──────── SUPPLIED PASSAGE ────────

My mother likes to think she was a helicopter mom. I like to think she was a lunatic and narcissist masquerading as one. I’m going to let NotAlwaysRight be the judge as I recount what was, for me, the final straw of our relationship.
In my first year of high school, one of my friends was involved in a quiz show-style team (the name of which escapes me). The basic premise was that different high schools assembled groups to compete against each other answering trivia questions, ranging from music, biology, literature, television, pop culture, the works. Near the end of the year, we had an outbreak at the school and much of the team fell ill. With the next meet on the coming Friday, they needed alternates. My friend, one of the few who hadn’t gotten sick, asked me to be one on that Monday. On Tuesday, I met with the teacher assigned to running the program for our school, asked my own questions, and got a permission slip for my parents to sign. The only catch was she needed it by Thursday – I assume it had something to do with legal protections, but I really didn’t think enough of it to ask, especially since that was two days away.
So I brought the slip home that same Tuesday. Since it was my mother’s day to come home early and she refused to trust me walking home, I explained the situation to her in the car, and as soon as we got home I handed her the permission slip. The following morning when I woke up, my mother handed me the slip, signed and dated. I turned it in, and I spent the next two days after school studying with the new team. On Wednesday, this was easy because my Dad was home early this day and he trusted me to walk home (it probably took ten minutes if I got stopped at every crosswalk); all I had to do was use my phone to call home and tell him I was staying late. Thursday was just as simple since it was once again his day to come home early, perhaps more so since I was able to get ahead of it. Friday, the day of the meet, however, was my mother’s day to get home early. Now I had to give her a fixed time the night before.
My mother had no idea what I was talking about. I had to explain the entire situation to her again, how I’ve spent the prior two day practicing with my team, and stressed that on this day we were going to a different high school for the real thing. When I broached the permissions slip she signed, she shrugged her shoulders and said she accepted what I told her.
This whole thing should have been a red flag for me. It wasn’t.
Friday, at about 10:30 in the morning, I’m called down to the main office. My mother was on the phone, screaming questions to figure out what I was doing after school today. I explained to the secretary the entire situation, right down to how she signed a permission slip I turned in on Wednesday. My mother remained unconvinced, even as the secretary confirmed it was an official school team, so now the secretary had to call the teacher down to the office since she could better clarify the whole situation. Surely that’s the end of it, right?
Nope.
While the teacher was busy defusing my mother, the secretary went fishing into a filing cabinet and pulled out mine. I witnessed her pull out not just the permission slip for this club, but every document I needed a parent to sign in the past. The secretary concluded my mother’s tantrum was reasonable grounds to suspect I’d been forging my parents’ signatures.
And it only gets worse.

──────── SUPPLIED INFORMATION ────────

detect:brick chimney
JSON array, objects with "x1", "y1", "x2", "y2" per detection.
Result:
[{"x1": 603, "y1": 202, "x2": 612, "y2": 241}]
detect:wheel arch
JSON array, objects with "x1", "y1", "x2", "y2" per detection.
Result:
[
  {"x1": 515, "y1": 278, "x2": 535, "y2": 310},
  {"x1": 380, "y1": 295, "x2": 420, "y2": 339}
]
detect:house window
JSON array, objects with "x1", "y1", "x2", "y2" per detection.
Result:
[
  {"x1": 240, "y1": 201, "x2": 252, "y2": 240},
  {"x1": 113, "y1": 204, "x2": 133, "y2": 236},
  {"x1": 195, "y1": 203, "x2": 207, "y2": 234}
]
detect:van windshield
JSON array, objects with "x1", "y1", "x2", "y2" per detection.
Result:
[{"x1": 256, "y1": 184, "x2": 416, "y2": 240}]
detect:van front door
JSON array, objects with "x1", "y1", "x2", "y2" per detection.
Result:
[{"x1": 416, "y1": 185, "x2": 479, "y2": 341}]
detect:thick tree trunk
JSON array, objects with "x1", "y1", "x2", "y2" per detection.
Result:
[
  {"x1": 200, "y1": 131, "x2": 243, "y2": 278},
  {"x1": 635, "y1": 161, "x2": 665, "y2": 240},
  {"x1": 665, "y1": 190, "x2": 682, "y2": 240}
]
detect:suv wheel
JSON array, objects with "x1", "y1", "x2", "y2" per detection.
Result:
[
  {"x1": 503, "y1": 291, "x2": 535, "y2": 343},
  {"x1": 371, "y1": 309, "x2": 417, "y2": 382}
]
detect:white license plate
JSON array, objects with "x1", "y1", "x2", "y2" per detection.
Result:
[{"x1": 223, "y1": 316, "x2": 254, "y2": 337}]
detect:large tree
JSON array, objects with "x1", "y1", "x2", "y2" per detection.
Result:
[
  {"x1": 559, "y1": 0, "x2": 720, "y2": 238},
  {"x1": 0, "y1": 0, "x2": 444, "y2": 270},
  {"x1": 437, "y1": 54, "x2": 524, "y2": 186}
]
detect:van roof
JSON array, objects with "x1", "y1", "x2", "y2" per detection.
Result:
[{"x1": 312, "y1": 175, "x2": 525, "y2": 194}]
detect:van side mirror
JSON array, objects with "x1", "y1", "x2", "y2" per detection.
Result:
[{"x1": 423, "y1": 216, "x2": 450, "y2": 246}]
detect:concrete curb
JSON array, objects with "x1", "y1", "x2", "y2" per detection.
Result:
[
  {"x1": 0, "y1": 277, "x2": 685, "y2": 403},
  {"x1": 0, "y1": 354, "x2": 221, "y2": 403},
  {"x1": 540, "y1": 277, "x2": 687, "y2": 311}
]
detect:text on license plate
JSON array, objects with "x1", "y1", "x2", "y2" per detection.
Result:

────────

WORK ITEM A » In the permission-slip story, by what day did the teacher need the signed slip returned?
WORK ITEM B » Write the next part of the permission-slip story, beginning right after its final sentence.

EXERCISE ANSWER A » Thursday.

EXERCISE ANSWER B »
After about 15 minutes, my mother hung up the phone. Why? According to the teacher, her lunch just arrived. No matter how much the secretary called her back, she refused to pick up. Therefore, until this got sorted out, I was to spend the rest of the day in the principal’s office, because they didn’t want me running off. I didn’t even get to go to the cafeteria, nor did I return to class to gather my things; the secretary went for me while the principal watched me.
Only come 2:00, 30 minutes away from the end of my school day, did my mother pick up the phone and call back. And once again, she was screaming how I’m lying about where I’m going. Unable to get a word in, the secretary did the only thing she could do to placate my mother: withdraw me from the team. However, as soon as she heard that I was no longer involved and would conclude my school day at the usual time, she hung up again. The secretary did call her back and inquire about my form, but with how short the conversation was, her refusal to try again, and the fact that she still looked suspicious of me, I assume my mother’s answer was “I signed all of them, except for the ones I didn’t. Now stop calling me.”
So, in the end, the main office now believed I’m forging my parents’ signatures. The school’s team had to withdraw from the day’s competition due to being short one member. I’m pretty sure that constituted a detention, and likely made its way onto my disciplinary record.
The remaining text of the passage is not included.